Start of Dataset records

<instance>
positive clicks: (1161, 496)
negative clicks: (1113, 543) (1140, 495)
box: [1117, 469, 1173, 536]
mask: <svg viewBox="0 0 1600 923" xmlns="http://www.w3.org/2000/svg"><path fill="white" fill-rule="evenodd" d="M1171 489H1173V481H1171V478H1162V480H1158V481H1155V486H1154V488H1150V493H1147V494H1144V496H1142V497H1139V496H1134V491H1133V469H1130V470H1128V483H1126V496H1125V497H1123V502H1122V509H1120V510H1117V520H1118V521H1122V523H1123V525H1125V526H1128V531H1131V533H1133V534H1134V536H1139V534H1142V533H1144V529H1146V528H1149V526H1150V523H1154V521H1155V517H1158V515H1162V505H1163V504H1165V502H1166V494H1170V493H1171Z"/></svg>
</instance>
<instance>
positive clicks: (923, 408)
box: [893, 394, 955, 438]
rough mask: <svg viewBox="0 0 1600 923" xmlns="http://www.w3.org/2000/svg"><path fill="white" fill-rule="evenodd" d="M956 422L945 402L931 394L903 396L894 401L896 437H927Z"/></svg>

End of Dataset records

About this task
Each line of the listing is to be repeated without alteration.

Answer space
<instance>
positive clicks: (1161, 496)
negative clicks: (1113, 543) (1140, 495)
box: [1117, 469, 1173, 536]
mask: <svg viewBox="0 0 1600 923" xmlns="http://www.w3.org/2000/svg"><path fill="white" fill-rule="evenodd" d="M1171 489H1173V481H1171V478H1162V480H1158V481H1155V486H1154V488H1150V493H1147V494H1144V496H1142V497H1139V496H1134V491H1133V469H1130V470H1128V483H1126V496H1125V497H1123V502H1122V509H1120V510H1117V520H1118V521H1122V523H1123V525H1125V526H1128V531H1131V533H1133V534H1134V536H1139V534H1142V533H1144V529H1146V528H1149V526H1150V523H1154V521H1155V517H1158V515H1162V505H1163V504H1165V502H1166V494H1170V493H1171Z"/></svg>
</instance>
<instance>
positive clicks: (923, 408)
box: [893, 394, 955, 438]
rough mask: <svg viewBox="0 0 1600 923" xmlns="http://www.w3.org/2000/svg"><path fill="white" fill-rule="evenodd" d="M956 422L945 402L931 394L903 396L894 401L896 437H927Z"/></svg>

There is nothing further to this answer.